__Extracted information__
###

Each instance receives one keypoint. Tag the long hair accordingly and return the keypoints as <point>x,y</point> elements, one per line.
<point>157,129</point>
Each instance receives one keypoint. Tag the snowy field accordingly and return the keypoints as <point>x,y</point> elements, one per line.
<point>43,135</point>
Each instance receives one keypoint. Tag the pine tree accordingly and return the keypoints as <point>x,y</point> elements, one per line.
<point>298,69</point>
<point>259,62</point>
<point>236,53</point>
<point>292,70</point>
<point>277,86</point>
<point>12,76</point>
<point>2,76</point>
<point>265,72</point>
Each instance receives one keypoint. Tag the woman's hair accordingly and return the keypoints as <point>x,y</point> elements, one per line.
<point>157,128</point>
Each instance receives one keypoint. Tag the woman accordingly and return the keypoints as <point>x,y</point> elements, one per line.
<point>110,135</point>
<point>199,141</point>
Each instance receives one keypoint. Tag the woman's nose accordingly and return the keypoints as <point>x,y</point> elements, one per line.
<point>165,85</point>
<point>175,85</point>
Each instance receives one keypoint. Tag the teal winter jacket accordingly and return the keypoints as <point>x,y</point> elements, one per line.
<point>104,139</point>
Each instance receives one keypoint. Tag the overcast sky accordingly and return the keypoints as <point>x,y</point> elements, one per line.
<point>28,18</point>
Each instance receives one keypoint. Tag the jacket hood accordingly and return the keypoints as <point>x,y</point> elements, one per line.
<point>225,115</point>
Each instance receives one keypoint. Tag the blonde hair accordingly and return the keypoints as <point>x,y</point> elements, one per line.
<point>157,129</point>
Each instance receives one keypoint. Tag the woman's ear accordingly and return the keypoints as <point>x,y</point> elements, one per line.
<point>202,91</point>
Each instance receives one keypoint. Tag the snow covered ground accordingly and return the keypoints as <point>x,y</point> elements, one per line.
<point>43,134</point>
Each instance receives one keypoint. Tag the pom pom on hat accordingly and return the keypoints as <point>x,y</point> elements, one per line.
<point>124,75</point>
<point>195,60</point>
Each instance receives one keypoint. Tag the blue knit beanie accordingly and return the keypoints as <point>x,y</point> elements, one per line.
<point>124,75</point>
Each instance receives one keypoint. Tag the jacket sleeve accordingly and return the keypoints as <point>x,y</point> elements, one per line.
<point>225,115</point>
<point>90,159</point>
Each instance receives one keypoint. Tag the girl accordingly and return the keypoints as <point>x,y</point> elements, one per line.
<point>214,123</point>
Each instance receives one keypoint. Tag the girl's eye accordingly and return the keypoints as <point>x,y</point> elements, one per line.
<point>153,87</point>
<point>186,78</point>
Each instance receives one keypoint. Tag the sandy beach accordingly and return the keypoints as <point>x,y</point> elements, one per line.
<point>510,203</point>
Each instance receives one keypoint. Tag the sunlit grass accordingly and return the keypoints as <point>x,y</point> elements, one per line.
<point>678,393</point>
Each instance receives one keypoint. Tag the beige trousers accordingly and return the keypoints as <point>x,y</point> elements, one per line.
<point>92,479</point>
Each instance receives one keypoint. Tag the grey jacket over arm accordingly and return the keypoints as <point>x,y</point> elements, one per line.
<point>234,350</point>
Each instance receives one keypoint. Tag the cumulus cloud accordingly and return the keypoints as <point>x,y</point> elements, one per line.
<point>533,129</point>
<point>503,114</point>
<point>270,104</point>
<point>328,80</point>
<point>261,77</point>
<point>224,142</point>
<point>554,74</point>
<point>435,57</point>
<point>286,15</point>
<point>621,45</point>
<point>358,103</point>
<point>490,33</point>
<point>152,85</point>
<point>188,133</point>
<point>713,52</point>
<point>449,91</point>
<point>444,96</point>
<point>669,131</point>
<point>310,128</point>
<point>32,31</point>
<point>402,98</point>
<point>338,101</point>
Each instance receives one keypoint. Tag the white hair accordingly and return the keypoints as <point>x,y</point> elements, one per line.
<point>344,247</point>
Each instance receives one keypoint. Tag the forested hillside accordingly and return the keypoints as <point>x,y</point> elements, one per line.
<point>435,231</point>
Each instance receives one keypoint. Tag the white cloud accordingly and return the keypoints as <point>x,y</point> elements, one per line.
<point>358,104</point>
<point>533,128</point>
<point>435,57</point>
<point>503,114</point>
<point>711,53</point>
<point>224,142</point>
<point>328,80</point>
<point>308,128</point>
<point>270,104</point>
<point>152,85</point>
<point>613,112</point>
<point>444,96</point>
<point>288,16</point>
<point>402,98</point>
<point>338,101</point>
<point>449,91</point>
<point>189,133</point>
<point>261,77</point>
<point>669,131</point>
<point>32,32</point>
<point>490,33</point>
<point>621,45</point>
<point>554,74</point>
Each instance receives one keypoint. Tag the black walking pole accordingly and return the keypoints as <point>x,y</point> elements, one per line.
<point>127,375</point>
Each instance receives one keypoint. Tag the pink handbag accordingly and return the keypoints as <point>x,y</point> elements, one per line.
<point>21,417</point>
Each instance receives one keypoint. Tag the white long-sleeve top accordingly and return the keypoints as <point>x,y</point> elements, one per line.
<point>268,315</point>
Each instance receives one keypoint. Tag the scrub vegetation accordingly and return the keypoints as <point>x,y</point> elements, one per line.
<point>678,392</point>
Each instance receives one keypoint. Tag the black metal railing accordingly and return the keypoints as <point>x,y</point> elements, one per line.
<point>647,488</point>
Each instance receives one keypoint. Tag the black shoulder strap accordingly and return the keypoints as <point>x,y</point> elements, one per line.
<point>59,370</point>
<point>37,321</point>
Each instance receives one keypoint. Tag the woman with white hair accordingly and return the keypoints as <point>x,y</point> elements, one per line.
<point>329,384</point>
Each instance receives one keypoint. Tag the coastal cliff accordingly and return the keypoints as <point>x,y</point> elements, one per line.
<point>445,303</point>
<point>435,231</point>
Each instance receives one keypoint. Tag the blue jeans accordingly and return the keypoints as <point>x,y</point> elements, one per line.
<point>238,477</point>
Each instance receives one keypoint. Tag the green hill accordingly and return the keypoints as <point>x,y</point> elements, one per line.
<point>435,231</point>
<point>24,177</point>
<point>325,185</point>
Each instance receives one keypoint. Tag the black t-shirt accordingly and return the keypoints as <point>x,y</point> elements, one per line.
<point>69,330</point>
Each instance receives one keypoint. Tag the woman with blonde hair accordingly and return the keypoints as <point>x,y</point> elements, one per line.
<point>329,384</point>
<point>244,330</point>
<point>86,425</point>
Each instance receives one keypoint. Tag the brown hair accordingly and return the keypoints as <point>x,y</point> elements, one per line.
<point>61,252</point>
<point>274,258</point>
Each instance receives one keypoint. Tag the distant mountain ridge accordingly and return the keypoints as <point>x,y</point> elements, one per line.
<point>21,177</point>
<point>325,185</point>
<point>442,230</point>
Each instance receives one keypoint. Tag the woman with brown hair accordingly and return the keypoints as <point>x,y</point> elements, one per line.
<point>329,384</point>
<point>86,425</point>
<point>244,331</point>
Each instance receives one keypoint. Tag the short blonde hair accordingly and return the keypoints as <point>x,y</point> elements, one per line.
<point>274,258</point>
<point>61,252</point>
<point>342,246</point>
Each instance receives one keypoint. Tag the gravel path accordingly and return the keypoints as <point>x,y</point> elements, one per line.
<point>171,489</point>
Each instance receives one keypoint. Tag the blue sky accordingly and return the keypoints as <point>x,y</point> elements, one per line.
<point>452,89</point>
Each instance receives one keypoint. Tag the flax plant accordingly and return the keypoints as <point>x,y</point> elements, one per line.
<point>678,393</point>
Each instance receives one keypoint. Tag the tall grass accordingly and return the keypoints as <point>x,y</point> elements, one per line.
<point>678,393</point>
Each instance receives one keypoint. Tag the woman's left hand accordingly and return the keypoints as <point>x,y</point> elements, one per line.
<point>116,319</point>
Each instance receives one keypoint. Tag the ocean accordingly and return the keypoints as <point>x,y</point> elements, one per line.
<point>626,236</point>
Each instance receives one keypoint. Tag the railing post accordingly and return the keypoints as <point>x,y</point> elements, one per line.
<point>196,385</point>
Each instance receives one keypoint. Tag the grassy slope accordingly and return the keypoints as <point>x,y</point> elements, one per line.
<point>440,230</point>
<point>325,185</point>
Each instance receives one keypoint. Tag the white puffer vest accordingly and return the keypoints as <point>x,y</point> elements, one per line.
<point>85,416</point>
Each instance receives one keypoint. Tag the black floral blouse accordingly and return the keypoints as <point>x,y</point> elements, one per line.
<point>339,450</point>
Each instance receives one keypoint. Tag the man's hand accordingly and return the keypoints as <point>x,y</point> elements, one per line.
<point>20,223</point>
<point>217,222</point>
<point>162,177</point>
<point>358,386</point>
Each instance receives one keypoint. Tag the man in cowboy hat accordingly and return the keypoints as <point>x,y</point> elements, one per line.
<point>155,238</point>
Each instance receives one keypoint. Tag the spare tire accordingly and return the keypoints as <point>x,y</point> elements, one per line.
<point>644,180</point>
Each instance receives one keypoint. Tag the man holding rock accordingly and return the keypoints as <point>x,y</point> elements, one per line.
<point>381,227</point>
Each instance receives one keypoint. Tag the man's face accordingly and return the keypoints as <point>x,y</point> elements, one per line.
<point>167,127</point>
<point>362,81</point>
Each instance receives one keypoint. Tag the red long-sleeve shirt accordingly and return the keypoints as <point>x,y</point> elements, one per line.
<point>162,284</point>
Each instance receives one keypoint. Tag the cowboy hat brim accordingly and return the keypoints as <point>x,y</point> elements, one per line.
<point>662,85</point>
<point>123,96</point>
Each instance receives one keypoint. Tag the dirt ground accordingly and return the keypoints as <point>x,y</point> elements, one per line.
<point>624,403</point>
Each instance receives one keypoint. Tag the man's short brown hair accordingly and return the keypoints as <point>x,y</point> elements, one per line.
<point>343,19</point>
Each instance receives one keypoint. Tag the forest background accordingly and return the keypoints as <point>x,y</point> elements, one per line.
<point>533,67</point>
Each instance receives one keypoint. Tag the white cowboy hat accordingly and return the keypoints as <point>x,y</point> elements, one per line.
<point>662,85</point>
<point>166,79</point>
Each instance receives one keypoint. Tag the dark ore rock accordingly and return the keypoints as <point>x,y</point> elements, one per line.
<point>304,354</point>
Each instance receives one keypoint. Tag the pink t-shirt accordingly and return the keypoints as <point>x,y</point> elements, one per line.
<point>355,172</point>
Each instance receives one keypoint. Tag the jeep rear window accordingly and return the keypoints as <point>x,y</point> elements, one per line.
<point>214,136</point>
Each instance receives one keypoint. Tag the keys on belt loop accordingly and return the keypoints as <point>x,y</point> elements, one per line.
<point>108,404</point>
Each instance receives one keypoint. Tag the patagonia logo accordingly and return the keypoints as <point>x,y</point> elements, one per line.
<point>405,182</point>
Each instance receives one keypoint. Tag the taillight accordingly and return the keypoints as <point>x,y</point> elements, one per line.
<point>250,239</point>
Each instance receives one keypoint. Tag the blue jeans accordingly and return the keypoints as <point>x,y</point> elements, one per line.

###

__Your instructions__
Extract from the material above, word for word, every line from the line with "Each instance receives one keypoint. Tag the woman's nose" to the line with "<point>175,85</point>", including both of those lines.

__Task answer__
Each instance receives one keypoint. Tag the woman's nose accordingly and return the keypoints as <point>x,y</point> elements, one per line.
<point>165,85</point>
<point>175,85</point>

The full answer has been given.